2. I have a crush on a coworker, but I’m married

I was stuck in a dead-end job for about five years and I have finally found an amazing place to work. The environment is perfect, the people are great, and I actually love what I’m doing. The problem? I’ve developed a massive crush on a coworker. The even bigger problem? I’m married.

This coworker and I hit it off instantly. It started out with casual chatting by the coffee maker and morphed quickly into a full-fledged friendship. We hang out outside of work (alone and in groups) and we text each other constantly outside of work. Although we haven’t spoken exclusively about it, he’s let on that he feels the same way.

My marriage is in a rocky place but despite that, I know this can’t continue. Even if my husband and I do split up, I’m not going to start dating my coworker. I love this job too much to jeopardize it. I need to end whatever this is without ruining our work relationship. Help!

Yeah, you need to extract yourself, ASAP. Cut out the hanging out and the texting, cold turkey. Seriously. It’s not innocent, you’re well aware of that, and it’s potentially jeopardizing your job, your professional reputation, and your marriage.

It would be nice if you could continue to be friends with this guy without any of those risks, but at least right now, that doesn’t sound possible. So tell him that you’ve realized that you’ve let things get out of hand, that you’re going to return to a work-only relationship until you’re able to get your head back where you need it to be, and then do that.

Meanwhile, take Carolyn Hax’s (always) excellent advice here and here as well.

3. I’m newly engaged and totally distracted at work

I just got engaged to be married a few days ago, and my fiancé is marvelous, and I’m walking around in a fog of gratitude and bliss. And distraction. My work is suffering; I get about five minutes of actual work done before I’m sighing over a wedding dress or googling how much XYZ Venue rents for. That doesn’t fly! I work from a home office, so there isn’t a ton of oversight, and my responsibilities are increasing because my boss is wrapped up in a giant project.

I’m already blocking all the websites I tend to spend too many hours on (erm, including yours) and have been adding wedding blogs to the blocked-site list. What else can I do to stay focused in a time of very distracting happiness?

Blocking sites is good. So is thinking about any coworkers you’ve had in the past who have allowed their personal lives to distract them past the point of what’s reasonable, and how much respect you probably lost for them — you don’t want to be that coworker, presumably.

Treat wedding planning like any other activity that you actively enjoy but would never let yourself seriously indulge in at work — like reading novels or watching trashy TV or knitting or rock climbing. You can love something and look forward to doing it, but still understand that your professional obligations and integrity mean that you do it on evenings and weekends, not when someone is paying you to work. Just because this particular activity can be done at your computer doesn’t make it any different. If it helps, picture my scowling face staring down at you.

And congratulations!

4. Not quite what St. Valentine had in mind

I asked on Facebook whether people had any interesting Valentine’s Day stories. This one certainly qualifies. And for people who wish they were in a relationship, take solace in knowing that you’re not with this guy!

• _Extracted material_
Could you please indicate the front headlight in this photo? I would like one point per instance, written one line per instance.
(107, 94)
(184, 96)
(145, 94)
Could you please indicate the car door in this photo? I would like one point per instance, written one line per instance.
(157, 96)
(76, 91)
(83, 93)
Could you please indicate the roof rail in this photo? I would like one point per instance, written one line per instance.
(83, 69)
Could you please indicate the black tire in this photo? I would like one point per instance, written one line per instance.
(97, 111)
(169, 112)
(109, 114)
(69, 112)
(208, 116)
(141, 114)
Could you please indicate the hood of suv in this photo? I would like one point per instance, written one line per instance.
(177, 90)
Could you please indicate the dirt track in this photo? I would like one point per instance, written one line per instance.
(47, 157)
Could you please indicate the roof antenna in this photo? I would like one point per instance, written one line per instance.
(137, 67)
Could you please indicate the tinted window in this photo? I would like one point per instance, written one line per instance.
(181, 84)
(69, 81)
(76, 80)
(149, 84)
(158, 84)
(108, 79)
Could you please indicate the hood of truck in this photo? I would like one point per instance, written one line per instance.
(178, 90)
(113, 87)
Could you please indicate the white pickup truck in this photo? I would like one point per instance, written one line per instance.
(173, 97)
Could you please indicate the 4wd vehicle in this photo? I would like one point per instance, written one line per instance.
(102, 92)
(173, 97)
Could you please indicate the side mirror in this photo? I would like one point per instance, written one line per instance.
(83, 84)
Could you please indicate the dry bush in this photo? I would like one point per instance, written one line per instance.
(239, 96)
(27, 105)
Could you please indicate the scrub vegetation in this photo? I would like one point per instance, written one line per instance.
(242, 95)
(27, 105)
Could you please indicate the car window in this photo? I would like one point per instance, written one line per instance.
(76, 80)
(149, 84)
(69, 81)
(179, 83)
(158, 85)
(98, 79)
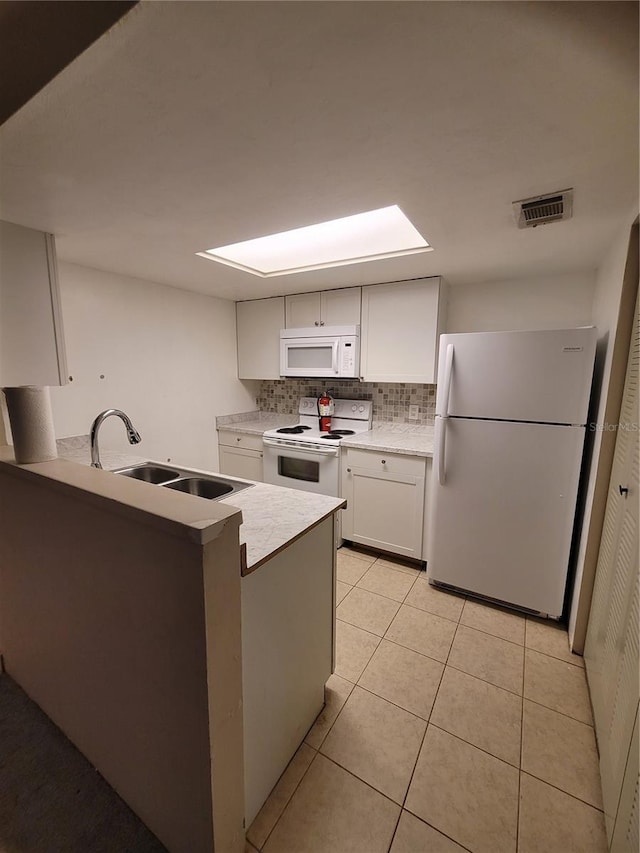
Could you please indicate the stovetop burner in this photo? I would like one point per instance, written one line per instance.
(338, 433)
(296, 430)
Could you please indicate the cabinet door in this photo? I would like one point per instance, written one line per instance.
(302, 310)
(399, 334)
(258, 324)
(241, 463)
(31, 334)
(384, 510)
(340, 307)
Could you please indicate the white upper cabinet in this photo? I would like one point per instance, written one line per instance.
(326, 308)
(31, 334)
(258, 324)
(400, 326)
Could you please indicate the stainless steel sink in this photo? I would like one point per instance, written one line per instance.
(210, 486)
(202, 488)
(150, 473)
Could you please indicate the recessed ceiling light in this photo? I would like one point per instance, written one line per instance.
(371, 236)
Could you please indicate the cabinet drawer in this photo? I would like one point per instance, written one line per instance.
(393, 463)
(245, 440)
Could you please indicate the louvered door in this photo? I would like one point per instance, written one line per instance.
(611, 651)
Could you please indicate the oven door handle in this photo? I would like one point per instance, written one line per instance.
(323, 451)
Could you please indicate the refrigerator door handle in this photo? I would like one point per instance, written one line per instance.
(448, 370)
(439, 441)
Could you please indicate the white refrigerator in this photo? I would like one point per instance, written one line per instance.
(511, 413)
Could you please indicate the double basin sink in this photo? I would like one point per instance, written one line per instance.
(211, 486)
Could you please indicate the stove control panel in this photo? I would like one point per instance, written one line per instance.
(359, 410)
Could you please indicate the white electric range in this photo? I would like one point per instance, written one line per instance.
(301, 457)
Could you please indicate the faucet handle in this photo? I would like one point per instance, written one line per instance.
(133, 436)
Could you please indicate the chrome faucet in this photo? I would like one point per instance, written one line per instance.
(132, 434)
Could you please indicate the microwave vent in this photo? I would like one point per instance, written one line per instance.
(542, 209)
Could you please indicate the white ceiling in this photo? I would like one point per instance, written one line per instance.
(191, 125)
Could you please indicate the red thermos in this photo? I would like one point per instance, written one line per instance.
(325, 410)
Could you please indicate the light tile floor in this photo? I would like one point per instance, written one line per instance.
(449, 725)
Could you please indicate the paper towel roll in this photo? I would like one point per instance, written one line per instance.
(29, 409)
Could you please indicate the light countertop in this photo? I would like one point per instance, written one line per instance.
(272, 517)
(412, 439)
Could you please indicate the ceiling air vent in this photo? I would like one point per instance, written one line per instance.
(541, 209)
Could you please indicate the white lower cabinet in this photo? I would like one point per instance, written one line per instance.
(240, 455)
(385, 495)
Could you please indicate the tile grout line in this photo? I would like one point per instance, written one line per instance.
(562, 791)
(281, 815)
(435, 699)
(524, 665)
(475, 746)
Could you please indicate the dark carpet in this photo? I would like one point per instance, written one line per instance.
(51, 799)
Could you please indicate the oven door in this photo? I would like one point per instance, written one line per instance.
(310, 469)
(309, 356)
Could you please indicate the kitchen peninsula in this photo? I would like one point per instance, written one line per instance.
(127, 620)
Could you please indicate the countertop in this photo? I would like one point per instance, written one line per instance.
(272, 517)
(412, 439)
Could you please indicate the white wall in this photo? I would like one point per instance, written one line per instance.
(550, 302)
(168, 358)
(605, 311)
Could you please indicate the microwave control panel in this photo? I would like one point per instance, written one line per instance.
(348, 358)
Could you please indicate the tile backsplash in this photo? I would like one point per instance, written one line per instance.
(391, 401)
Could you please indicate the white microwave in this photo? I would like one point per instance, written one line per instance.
(327, 351)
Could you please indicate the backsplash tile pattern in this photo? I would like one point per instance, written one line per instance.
(391, 401)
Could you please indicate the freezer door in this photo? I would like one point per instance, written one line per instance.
(543, 377)
(501, 524)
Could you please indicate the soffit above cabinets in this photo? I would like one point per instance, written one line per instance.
(204, 124)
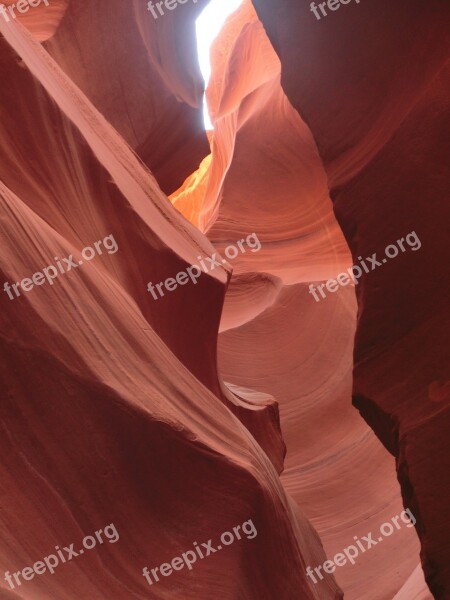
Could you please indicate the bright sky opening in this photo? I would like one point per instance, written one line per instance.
(209, 24)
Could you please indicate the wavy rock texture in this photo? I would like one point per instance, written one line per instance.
(113, 407)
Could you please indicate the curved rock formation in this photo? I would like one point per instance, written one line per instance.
(119, 406)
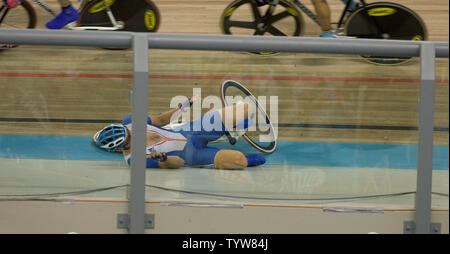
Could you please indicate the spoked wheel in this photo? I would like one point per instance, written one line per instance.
(262, 136)
(385, 21)
(245, 17)
(137, 15)
(22, 16)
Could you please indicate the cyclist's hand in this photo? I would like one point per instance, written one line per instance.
(262, 2)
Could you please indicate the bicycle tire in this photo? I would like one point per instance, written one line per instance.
(137, 15)
(272, 145)
(396, 21)
(14, 18)
(257, 24)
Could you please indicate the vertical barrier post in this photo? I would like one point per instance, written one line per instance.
(426, 126)
(139, 134)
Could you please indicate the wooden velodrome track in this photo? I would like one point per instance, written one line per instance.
(323, 98)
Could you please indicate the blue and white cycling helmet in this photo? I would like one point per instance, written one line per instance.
(111, 138)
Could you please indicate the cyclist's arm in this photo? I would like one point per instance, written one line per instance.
(164, 118)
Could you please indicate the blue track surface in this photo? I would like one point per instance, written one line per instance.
(291, 153)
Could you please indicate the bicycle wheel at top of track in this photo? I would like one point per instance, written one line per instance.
(384, 20)
(261, 135)
(245, 17)
(22, 16)
(137, 15)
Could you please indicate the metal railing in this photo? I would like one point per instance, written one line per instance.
(141, 42)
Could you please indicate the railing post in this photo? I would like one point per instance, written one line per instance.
(425, 145)
(139, 134)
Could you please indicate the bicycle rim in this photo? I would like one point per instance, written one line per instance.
(22, 17)
(244, 17)
(396, 21)
(263, 136)
(137, 15)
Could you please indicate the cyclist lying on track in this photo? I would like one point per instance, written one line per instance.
(187, 144)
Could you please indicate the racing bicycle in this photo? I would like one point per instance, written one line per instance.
(104, 15)
(378, 20)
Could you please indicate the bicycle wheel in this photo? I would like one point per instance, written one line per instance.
(137, 15)
(23, 16)
(385, 20)
(245, 17)
(262, 135)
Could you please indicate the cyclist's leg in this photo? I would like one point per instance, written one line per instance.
(68, 15)
(324, 15)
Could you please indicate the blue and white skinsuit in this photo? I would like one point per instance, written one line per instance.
(190, 145)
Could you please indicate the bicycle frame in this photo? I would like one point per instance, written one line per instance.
(313, 16)
(116, 25)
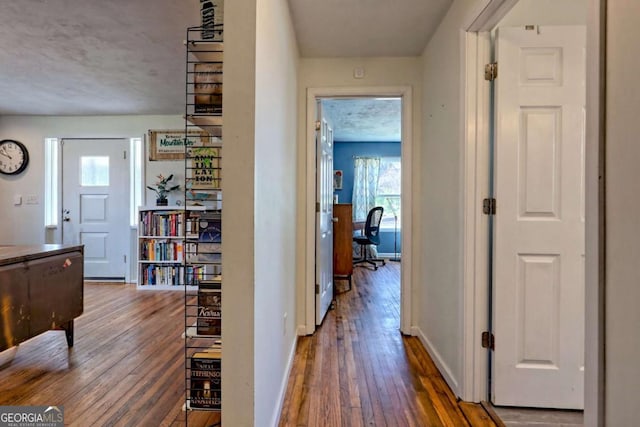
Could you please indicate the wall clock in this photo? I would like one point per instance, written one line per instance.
(14, 157)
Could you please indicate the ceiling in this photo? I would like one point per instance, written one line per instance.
(364, 119)
(121, 57)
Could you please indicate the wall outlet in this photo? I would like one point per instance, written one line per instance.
(284, 324)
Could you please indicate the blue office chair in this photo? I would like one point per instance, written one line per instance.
(371, 237)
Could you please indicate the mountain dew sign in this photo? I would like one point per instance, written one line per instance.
(171, 144)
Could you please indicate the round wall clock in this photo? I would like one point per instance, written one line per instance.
(14, 157)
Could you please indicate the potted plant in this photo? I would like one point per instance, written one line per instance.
(162, 189)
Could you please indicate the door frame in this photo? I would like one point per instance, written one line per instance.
(54, 233)
(475, 52)
(405, 93)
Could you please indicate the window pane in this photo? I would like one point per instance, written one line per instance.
(94, 170)
(389, 178)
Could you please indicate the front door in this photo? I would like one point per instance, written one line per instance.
(95, 204)
(538, 286)
(324, 216)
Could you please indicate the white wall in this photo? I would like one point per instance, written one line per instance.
(537, 12)
(238, 214)
(24, 224)
(338, 72)
(622, 242)
(440, 297)
(275, 207)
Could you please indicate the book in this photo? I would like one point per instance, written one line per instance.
(210, 229)
(205, 387)
(208, 88)
(209, 320)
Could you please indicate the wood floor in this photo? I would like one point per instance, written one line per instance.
(358, 370)
(125, 369)
(127, 365)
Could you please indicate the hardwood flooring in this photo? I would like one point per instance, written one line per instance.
(358, 370)
(125, 369)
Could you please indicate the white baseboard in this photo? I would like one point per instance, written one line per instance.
(386, 255)
(437, 359)
(275, 420)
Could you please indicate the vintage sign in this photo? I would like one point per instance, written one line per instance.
(170, 144)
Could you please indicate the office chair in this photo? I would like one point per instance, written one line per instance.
(371, 237)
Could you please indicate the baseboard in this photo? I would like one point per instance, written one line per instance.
(386, 255)
(437, 359)
(285, 382)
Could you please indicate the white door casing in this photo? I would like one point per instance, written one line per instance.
(538, 287)
(95, 206)
(324, 216)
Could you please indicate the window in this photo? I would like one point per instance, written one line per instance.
(389, 191)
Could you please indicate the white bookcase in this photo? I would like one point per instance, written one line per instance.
(163, 248)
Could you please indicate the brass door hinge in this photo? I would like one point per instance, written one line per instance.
(489, 206)
(491, 71)
(488, 340)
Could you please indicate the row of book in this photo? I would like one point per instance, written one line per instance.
(206, 380)
(174, 275)
(162, 223)
(161, 250)
(205, 227)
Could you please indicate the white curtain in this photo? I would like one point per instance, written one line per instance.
(365, 186)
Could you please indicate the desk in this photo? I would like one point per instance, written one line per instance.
(342, 242)
(41, 288)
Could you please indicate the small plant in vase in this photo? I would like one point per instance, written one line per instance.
(162, 189)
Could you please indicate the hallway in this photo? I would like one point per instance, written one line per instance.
(357, 369)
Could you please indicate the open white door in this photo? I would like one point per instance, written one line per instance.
(95, 204)
(539, 224)
(324, 216)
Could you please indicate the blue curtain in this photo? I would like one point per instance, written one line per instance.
(365, 187)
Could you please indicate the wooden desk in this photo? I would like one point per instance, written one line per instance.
(342, 238)
(41, 288)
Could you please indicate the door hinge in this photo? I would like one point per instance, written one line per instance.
(489, 206)
(491, 71)
(488, 340)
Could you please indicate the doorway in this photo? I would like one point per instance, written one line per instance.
(95, 204)
(404, 95)
(478, 47)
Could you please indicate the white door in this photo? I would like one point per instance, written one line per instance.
(324, 216)
(95, 204)
(539, 230)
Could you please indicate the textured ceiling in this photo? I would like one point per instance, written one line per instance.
(93, 57)
(364, 119)
(121, 57)
(358, 28)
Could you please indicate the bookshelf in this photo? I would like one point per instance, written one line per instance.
(164, 246)
(203, 221)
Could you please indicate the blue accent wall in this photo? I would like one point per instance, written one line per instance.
(343, 154)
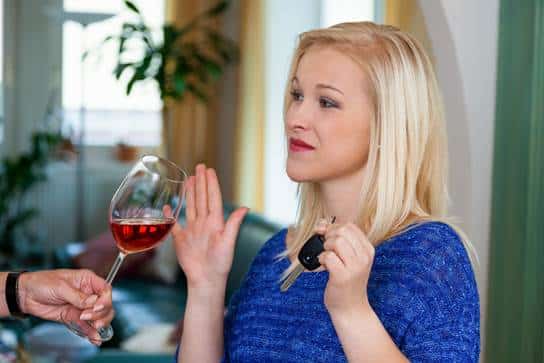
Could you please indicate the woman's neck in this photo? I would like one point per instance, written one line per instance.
(341, 197)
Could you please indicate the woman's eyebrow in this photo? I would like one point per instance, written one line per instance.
(327, 86)
(320, 85)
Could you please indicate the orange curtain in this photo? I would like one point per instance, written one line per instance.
(249, 144)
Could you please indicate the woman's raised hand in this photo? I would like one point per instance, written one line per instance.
(205, 246)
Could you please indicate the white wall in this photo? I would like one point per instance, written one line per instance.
(464, 39)
(284, 20)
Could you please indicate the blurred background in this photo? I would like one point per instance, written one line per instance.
(88, 86)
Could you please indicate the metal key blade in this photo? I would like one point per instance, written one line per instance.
(291, 278)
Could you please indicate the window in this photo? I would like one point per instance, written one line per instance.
(1, 71)
(111, 116)
(339, 11)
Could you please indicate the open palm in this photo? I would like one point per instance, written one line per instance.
(205, 246)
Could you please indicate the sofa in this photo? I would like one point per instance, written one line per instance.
(139, 303)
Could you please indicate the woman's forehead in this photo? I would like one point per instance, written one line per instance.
(326, 65)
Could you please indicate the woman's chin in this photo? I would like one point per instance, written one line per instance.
(298, 176)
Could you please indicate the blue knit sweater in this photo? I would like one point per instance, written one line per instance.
(421, 286)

• _Work item A_
Reproduce a passage from the advice column word for word, beginning at "My marriage is" and stopping after "work relationship. Help!".
• _Work item B_
In the advice column, how long was the married letter writer stuck in a dead-end job before finding the new workplace?
You will not need the records for anything here.

• _Problem solution A_
My marriage is in a rocky place but despite that, I know this can’t continue. Even if my husband and I do split up, I’m not going to start dating my coworker. I love this job too much to jeopardize it. I need to end whatever this is without ruining our work relationship. Help!

• _Problem solution B_
About five years.